The exercise - Copy out, word for word, the rows below from the line containing "Where can the gray" through the final line of the rows, including both ends.

(Saved data rows)
>>>
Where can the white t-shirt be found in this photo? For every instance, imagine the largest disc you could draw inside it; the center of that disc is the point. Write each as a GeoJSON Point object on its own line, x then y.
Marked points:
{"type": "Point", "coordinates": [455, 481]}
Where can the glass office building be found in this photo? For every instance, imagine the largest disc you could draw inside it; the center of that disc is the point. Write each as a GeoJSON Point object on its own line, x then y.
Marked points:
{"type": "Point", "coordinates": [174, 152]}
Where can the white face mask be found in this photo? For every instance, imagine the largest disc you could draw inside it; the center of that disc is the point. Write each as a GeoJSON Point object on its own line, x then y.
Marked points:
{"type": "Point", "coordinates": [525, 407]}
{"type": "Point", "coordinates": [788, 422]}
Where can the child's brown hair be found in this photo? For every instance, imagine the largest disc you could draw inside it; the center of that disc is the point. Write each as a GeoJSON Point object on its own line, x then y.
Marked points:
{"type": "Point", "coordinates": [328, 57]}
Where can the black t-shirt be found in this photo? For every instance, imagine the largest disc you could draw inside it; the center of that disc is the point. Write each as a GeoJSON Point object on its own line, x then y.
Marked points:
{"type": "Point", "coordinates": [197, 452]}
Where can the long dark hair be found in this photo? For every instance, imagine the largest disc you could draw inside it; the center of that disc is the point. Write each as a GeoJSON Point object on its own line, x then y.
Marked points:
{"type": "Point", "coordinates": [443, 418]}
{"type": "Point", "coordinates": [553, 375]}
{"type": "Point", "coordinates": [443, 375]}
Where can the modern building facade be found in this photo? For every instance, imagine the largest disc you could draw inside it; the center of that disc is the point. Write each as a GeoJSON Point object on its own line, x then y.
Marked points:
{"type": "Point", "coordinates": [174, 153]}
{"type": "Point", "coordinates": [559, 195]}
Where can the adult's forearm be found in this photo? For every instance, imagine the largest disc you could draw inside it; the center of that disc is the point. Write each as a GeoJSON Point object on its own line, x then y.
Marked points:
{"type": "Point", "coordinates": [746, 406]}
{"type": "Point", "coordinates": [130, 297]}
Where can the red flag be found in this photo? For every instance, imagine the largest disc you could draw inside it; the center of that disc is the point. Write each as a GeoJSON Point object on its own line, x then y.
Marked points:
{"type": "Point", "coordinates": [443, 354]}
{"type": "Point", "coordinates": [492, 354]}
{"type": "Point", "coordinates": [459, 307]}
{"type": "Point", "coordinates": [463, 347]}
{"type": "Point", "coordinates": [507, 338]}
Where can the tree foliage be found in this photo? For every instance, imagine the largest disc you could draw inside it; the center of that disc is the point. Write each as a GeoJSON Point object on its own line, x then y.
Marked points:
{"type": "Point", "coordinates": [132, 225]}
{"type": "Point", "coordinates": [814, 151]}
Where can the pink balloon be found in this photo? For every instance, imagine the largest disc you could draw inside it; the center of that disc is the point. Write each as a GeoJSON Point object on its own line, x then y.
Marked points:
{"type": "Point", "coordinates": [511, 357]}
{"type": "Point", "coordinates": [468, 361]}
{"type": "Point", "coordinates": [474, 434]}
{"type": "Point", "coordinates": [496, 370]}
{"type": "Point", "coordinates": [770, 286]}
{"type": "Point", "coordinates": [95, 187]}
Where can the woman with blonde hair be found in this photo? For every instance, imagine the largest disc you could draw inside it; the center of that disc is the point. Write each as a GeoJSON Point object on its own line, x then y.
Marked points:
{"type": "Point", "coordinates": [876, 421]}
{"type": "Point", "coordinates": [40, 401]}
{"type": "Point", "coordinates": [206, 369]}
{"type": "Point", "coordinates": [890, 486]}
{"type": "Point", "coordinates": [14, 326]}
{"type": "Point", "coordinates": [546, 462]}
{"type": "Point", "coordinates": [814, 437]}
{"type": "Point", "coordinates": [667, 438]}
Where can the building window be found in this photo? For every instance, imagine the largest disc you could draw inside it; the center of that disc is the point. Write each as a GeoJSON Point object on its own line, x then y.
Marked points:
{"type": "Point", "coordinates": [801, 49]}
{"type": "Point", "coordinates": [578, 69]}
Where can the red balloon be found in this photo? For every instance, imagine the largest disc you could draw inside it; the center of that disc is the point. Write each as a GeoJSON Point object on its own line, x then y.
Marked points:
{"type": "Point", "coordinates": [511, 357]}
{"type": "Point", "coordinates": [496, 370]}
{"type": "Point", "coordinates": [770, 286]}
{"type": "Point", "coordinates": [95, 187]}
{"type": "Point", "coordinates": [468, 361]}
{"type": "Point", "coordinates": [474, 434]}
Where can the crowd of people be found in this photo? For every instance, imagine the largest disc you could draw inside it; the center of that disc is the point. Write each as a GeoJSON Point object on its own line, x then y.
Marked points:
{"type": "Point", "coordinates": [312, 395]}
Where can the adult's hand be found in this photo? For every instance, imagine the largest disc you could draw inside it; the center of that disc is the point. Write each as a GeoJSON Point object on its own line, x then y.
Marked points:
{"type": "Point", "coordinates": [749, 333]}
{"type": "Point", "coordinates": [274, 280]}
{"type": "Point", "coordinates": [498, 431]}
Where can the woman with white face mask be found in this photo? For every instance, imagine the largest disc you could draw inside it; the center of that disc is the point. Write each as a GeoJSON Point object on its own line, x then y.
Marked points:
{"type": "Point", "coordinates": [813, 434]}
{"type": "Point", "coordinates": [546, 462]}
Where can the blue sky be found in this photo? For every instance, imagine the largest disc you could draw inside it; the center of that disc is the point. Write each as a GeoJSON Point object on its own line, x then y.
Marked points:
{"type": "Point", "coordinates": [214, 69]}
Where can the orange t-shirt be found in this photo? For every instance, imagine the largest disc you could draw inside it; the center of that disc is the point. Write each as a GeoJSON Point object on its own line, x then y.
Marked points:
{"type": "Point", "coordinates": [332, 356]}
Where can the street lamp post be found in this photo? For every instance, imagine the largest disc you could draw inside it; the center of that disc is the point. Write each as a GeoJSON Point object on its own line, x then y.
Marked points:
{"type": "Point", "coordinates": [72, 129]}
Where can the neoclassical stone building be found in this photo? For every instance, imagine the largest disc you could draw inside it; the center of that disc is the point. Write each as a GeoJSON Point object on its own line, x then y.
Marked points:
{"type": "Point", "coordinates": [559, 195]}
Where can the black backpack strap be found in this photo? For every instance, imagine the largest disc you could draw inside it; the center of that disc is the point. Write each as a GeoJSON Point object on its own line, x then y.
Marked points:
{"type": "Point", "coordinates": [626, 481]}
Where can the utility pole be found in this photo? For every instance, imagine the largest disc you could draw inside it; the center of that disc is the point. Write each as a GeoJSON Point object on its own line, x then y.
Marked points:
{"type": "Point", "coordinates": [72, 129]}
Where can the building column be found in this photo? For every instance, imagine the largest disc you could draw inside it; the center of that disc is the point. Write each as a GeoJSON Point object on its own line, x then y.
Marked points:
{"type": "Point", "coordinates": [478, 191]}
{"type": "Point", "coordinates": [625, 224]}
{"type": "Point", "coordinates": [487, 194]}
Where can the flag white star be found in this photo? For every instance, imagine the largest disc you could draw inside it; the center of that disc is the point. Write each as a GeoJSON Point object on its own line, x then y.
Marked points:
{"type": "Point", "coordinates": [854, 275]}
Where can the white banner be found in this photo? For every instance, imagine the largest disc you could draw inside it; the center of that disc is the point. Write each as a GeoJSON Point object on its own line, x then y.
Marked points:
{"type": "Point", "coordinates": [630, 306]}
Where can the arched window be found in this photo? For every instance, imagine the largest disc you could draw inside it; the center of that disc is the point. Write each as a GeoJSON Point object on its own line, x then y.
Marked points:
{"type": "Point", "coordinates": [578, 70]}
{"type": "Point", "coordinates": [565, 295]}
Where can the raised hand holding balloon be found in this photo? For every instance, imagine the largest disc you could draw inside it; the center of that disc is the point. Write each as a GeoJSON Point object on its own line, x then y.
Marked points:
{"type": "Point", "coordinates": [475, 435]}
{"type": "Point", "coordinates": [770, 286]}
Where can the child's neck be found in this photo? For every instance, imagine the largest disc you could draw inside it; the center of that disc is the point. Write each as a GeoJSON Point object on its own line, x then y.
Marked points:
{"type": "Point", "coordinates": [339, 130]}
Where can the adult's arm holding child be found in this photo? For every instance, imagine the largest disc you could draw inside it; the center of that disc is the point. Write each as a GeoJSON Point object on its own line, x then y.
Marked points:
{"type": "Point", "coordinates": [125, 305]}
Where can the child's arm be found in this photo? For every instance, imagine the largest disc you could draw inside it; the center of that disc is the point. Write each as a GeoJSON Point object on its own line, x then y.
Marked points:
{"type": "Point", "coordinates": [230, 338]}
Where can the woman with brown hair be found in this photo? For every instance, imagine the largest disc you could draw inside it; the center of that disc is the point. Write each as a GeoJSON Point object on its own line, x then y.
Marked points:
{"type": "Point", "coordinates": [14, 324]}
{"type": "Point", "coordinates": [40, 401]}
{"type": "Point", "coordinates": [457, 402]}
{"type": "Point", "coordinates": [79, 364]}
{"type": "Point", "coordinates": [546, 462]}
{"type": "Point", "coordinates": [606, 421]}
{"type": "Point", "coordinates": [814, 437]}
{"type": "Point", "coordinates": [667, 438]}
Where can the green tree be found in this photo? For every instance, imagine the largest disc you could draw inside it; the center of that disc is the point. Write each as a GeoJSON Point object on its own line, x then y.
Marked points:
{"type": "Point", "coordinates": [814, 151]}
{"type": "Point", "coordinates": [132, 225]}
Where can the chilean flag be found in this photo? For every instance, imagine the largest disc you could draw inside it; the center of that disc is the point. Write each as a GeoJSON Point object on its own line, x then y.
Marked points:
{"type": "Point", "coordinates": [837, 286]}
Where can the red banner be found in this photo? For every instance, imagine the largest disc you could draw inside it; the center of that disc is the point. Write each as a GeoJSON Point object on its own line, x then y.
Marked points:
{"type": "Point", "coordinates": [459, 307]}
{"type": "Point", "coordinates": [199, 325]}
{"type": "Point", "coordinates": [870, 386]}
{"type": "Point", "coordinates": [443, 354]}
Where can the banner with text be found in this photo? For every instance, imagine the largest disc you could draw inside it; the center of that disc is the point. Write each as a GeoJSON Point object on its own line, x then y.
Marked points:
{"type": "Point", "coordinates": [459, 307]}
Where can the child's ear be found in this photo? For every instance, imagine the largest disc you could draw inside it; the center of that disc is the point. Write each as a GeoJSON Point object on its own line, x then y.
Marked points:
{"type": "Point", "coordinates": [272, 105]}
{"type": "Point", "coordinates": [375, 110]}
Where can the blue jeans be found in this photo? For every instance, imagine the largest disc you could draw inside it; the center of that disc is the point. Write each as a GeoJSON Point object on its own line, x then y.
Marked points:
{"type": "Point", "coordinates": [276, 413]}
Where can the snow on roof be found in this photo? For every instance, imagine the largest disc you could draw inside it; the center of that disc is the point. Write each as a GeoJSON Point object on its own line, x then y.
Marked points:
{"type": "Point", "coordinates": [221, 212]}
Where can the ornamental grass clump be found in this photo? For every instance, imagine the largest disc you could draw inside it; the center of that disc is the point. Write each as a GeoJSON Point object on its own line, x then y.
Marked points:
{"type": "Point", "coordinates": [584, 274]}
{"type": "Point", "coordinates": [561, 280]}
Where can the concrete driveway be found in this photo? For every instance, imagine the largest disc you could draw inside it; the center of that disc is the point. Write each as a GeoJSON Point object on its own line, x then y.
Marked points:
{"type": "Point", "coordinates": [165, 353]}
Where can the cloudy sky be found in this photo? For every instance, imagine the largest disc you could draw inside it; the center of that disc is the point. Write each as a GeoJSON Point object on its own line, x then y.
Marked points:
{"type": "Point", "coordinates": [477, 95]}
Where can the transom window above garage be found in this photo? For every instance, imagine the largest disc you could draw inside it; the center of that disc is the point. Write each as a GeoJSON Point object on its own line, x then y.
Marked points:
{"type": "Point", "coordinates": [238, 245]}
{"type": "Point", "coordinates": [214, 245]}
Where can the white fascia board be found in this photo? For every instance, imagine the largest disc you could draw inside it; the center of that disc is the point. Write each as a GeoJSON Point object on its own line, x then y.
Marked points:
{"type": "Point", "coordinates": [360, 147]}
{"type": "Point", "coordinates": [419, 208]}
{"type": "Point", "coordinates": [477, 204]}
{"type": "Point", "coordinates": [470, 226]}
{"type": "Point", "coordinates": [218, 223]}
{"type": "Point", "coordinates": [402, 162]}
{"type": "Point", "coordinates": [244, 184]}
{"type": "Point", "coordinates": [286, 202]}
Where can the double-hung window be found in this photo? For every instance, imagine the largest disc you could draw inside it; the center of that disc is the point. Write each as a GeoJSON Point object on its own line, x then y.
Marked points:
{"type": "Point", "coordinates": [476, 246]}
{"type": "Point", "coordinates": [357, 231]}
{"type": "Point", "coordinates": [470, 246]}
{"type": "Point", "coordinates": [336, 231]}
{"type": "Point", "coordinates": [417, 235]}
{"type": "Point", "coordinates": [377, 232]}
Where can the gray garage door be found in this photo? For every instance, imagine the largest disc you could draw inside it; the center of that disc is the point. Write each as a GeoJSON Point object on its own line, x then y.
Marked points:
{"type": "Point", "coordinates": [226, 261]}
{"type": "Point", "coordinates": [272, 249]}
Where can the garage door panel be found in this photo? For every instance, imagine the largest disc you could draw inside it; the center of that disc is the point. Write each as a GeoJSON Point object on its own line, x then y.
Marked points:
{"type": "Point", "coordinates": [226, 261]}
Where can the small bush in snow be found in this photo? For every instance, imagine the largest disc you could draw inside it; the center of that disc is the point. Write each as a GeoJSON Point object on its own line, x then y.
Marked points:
<<<
Exercise output -
Where can the gray garage door be found in this photo? For every instance, imagine the largest disc you could draw inside it; the center of that disc is the point. Write each as a GeoJSON Point object on its own line, x then y.
Marked points:
{"type": "Point", "coordinates": [226, 261]}
{"type": "Point", "coordinates": [272, 249]}
Where can the garage door panel be found in this photo? For every instance, imagine the largest disc you could draw inside it; the center of that disc is the point. Write each as a GeoJSON Point object on its own line, x then y.
Marked points:
{"type": "Point", "coordinates": [226, 261]}
Where can the small bush in snow be found in this photo? For every instance, imagine the largest disc you could draw inside it; the center of that disc is the point. Write each as a GeoJSON Point object on its own line, x then y.
Marked points:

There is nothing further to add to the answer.